● **Source passage**:
════

On one hand, the non-functionalist conceptualizations are noticeably more differentiated as (most of them) clearly state what social capital is and therefore also imply criteria with which to identify it. On the other hand, one could question if a concept that defines social capital as trust, for example, is clearly differentiated from existing concepts of trust (e.g. Whiteley 2000, in Table 1). If social capital is (social) trust, why not just call it (social) trust? This is not merely splitting conceptual hairs, as trust already has been theoretically associated with cooperation and functioning of society (e.g. Deutsch 1958; Arrow 1972). The same logic can be applied to the concepts that define social capital as norms of public or private permissiveness or voluntary networks.

This critique becomes yet more relevant if discussed using another of Gerring’s criteria: field utility. A concept with a high field utility does not damage the field it enters; it does not diminish the conceptual quality of existing concepts in the field. If social capital really is either trust, norms or networks, the concept has low field utility as it destroys the differentiation of existing concepts. On the other hand, if social capital is an integrated amalgam of trust, norms and networks, then social capital would be something different from existing concepts and would therefore not destroy existing concepts. Thus, in a strict sense, only the wide conceptualization meets the criterion of field utility.

We now turn to Gerring’s seventh criterion: depth. A deep concept has several attributes that need not be part of the definition, but are attributes that are associated with the concept. Social capital is indeed a deep concept, as social capital has been used to explain a vast number of phenomena and most people therefore associate several outcomes to the concept. However, this depth is probably mainly a consequence of the undifferentiated nature of the social capital concept, which allows a number of phenomena covered by other fields to be appropriated by a social capital agenda.

Theoretical utility, the final criterion, basically refers to the concept’s usefulness in theory formulation: does the concept help formulate new theories or refine existing? How well does the concept add new knowledge into an existing field? In certain respects social capital has a very high theoretical utility. Social capital has brought social relations back into focus in several disciplines and has, for example, been called the missing link in the economic growth literature (Grootaert and van Bastelaer 2002). Social capital also has (perhaps not without damage) revitalized existing concepts like trust and social norms. In that sense social capital has, regardless of conceptualization, very high theoretical utility.

Several conclusions emerge from this lengthy evaluation. First of all it is noteworthy that the concept of social capital performs quite well on several criteria: familiarity, resonance, parsimony and theoretical utility. As noted above, it is therefore no wonder that the concept gained popularity so quickly, although the popularity may be unwarranted. In particular, problems identified in relation to the functionalist conceptualization are potentially devastating. In the functionalist conceptualization, social capital is not coherent; it is undifferentiated, has a low field utility and is unsuitable in relation to most social capital research questions. Hence, in relation to this conceptualization we conclude that social capital is not a good concept, and we logically have to urge social scientists to abandon this functionalist definition as quickly as possible.

════

● **Information provided**:
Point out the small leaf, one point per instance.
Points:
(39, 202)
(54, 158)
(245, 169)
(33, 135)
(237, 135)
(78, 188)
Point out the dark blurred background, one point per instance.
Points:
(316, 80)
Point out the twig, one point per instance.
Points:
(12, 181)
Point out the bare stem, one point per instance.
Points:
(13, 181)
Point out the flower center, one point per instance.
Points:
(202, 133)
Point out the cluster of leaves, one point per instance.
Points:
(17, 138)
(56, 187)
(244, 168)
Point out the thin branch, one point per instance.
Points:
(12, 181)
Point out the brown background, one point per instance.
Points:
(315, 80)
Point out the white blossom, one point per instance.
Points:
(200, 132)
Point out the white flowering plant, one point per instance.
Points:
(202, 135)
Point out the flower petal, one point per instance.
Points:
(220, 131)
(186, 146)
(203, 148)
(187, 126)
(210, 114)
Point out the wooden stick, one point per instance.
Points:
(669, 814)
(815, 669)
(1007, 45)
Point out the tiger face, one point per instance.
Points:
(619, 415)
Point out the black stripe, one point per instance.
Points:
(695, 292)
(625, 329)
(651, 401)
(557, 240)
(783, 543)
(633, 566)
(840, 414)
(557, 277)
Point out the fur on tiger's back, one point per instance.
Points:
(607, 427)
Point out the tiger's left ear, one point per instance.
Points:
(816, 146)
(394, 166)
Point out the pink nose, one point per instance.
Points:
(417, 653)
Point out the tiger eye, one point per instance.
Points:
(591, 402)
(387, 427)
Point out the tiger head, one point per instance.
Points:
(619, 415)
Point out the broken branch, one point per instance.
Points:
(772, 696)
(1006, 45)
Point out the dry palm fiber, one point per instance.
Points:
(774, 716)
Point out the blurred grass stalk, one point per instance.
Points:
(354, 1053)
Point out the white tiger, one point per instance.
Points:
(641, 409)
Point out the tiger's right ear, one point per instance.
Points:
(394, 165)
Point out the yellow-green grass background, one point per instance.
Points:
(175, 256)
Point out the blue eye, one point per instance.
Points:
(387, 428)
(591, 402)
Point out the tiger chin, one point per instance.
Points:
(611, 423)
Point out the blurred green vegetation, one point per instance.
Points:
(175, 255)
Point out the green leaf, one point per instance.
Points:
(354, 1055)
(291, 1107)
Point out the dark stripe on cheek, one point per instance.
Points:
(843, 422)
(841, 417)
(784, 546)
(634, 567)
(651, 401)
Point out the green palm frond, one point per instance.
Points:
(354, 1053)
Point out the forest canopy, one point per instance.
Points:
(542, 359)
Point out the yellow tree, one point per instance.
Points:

════

● **Tasks to complete**:
[1] According to the passage on social capital, which four criteria does the concept perform quite well on?
[2] Quote the passage on social capital from "This critique becomes" to "of field utility.".

● **Results of the tasks**:
[1] Familiarity, resonance, parsimony and theoretical utility.

[2]
This critique becomes yet more relevant if discussed using another of Gerring’s criteria: field utility. A concept with a high field utility does not damage the field it enters; it does not diminish the conceptual quality of existing concepts in the field. If social capital really is either trust, norms or networks, the concept has low field utility as it destroys the differentiation of existing concepts. On the other hand, if social capital is an integrated amalgam of trust, norms and networks, then social capital would be something different from existing concepts and would therefore not destroy existing concepts. Thus, in a strict sense, only the wide conceptualization meets the criterion of field utility.